Este año que acaba ha sido duro en pérdidas. A mí me han tocado tres, una por cada uno de los círculos concéntricos con que se va entretejiendo la existencia: la familia, los amigos, los compañeros de trabajo. Mi tío Antonio, Ana María Moix Joan Barril, quien debería estar escribiendo estas líneas como si nada, como si no se hubiese roto la cadencia natural de los miércoles.

«Y un solo de trompeta en la calle oscura al final del día», dice el recordatorio del funeral de Ana; es un verso suyo, extraído de 'Baladas del dulce Jim'. Los tarjetones de los tres entierros reposan sobre la mesa.

Vidas bien usadas

Los tres se han ido temprano —Antonio y Joan con apenas un día de diferencia—, los tres en los 60, esa edad en la que, supongo, ya se han esfumado las prisas y se empieza a disfrutar de cierta lucidez, sin demasiados peajes, aún, del cuerpo. Los tres dejan una vida bien usada, que es la mejor manera de abandonarla.

«'Morir és molt més fàcil que veure morir. Potser perquè veure morir és morir dues vegades'», dejó escrito Joan Barril. Cuánta razón tiene, sobre todo al constatar el dolor a contrapelo de sus progenitores, el del papá centenario, el mismo que comparte con Ana, la mamá de mi tío. La ley natural vuelta del revés. ¿Acaso existe peor mazazo que sobrevivir a un hijo? Jorge Luis Borges, el más visionario de los ciegos, reparó en que no existe una palabra en castellano, ni en ninguno de los muchos idiomas que conocía, para definir al progenitor deshijado. Ese hecho atroz no debería ocurrir porque no existe un término para ordenarlo.

Los demás, quienes no somos los padres, recordamos la lección de que la muerte no es un concepto vago, ni difuso, ni ajeno. Nos quedamos tal vez con la comezón de no haber hecho más, de no haber estado más cerca en los últimos días, por la estupidez de confundir lo urgente con lo importante. Excusas de mal pagador. Una manera como otra de darle la espalda a la muerte, aun cuando la fruición de las horas solo se alcanza con la idea de la caducidad.
◆ ◆ ◆ ◆
**Detalles del ejercicio**
Vuelve a escribir el trozo del texto sobre las pérdidas que empieza con "Los demás, quienes" y termina con "de la caducidad.", pero reemplaza "comezón" por "inquietud".

**Material proporcionado**
◆ ◆ ◆ ◆
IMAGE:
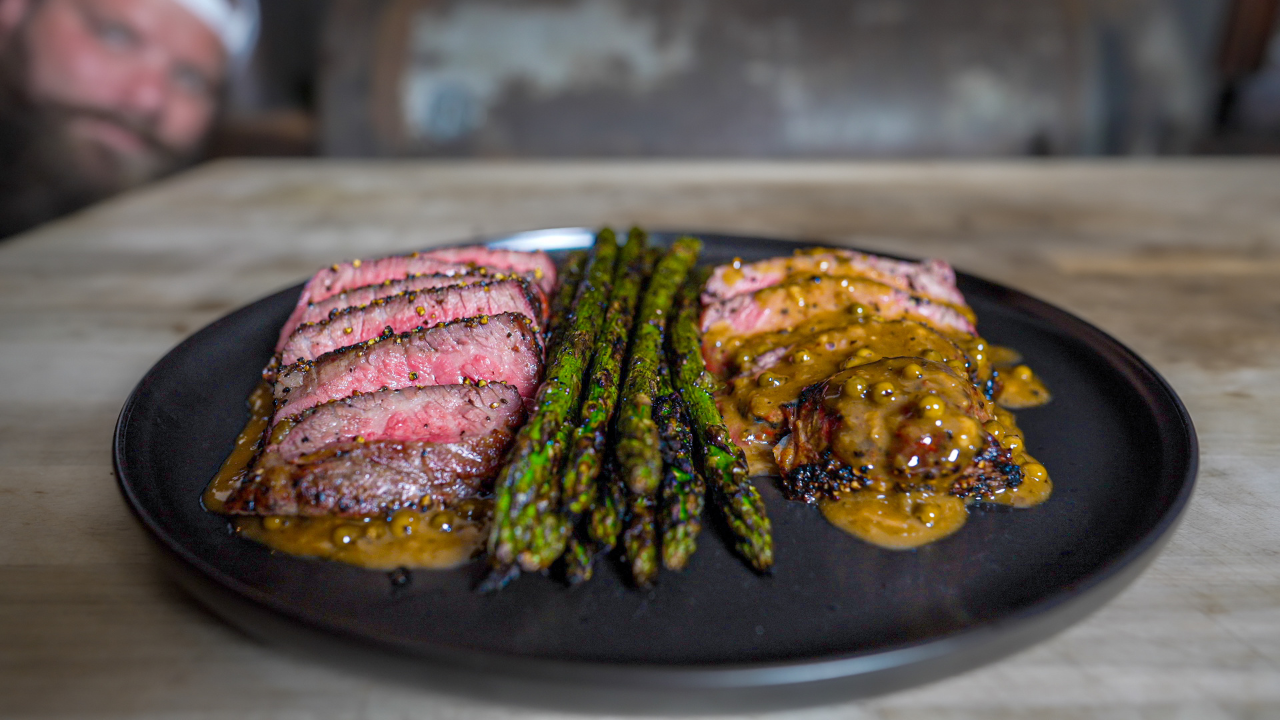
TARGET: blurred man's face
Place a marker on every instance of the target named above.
(120, 90)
◆ ◆ ◆ ◆
**Tu respuesta**
Los demás, quienes no somos los padres, recordamos la lección de que la muerte no es un concepto vago, ni difuso, ni ajeno. Nos quedamos tal vez con la inquietud de no haber hecho más, de no haber estado más cerca en los últimos días, por la estupidez de confundir lo urgente con lo importante. Excusas de mal pagador. Una manera como otra de darle la espalda a la muerte, aun cuando la fruición de las horas solo se alcanza con la idea de la caducidad.